SUPPLIED TEXT:
* START *

Right now, the priority is to rewrite the assembler/disassembler and keep the simulator and VHDL up-to-date. My work system is in a bad state and it will take time to get everything back in order.

Why no pre-increment or pre-decrement ?

Pre-modification are removed because they break the very important rule that an instruction should not trap (or be able to trap) in the middle of the execution pipeline.
In the case of pre-incrementing an address register, such as MOV -D1, R1, the validity of the new address in A1 is known only after it is being computed, but there is no way to gracefully stop the instruction in the middle or even restart it. The proper way to do it is to move the -D1 into either a previous instruction using A1 or D1, or simply emit a short ADD -1 A1 instruction before the actual move to R1.

Remember : all the operands must be directly ready for use (at decode stage) before the instruction can proceed to execution stage.

The previous table was :
        00       01   10    11
00 NOP +SI4 SI4+ SI4-
The new table uses the 4 pre-inc entries for 2-post-decrement and 3-post-increment.

* END *

REQUIRED TASK A: In the instruction-set note, why were pre-modifications removed?
REQUIRED TASK B: Translate this sentence from the instruction-set note into French: "My work system is in a bad state and it will take time to get everything back in order."
REQUIRED TASK C: Which items does the instruction-set note give as priorities to rewrite or keep up-to-date? List them all.
Use only the instruction-set note above and nothing outside it.

DATA SHOWN:
* START *

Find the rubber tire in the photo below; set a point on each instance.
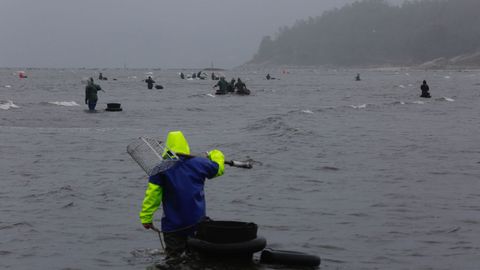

* END *

COMPLETE ANSWER A: They break the rule that an instruction should not trap, or be able to trap, in the middle of the execution pipeline.

COMPLETE ANSWER B: Mon système de travail est en mauvais état et il faudra du temps pour tout remettre en ordre.

COMPLETE ANSWER C:
- assembler
- disassembler
- simulator
- VHDL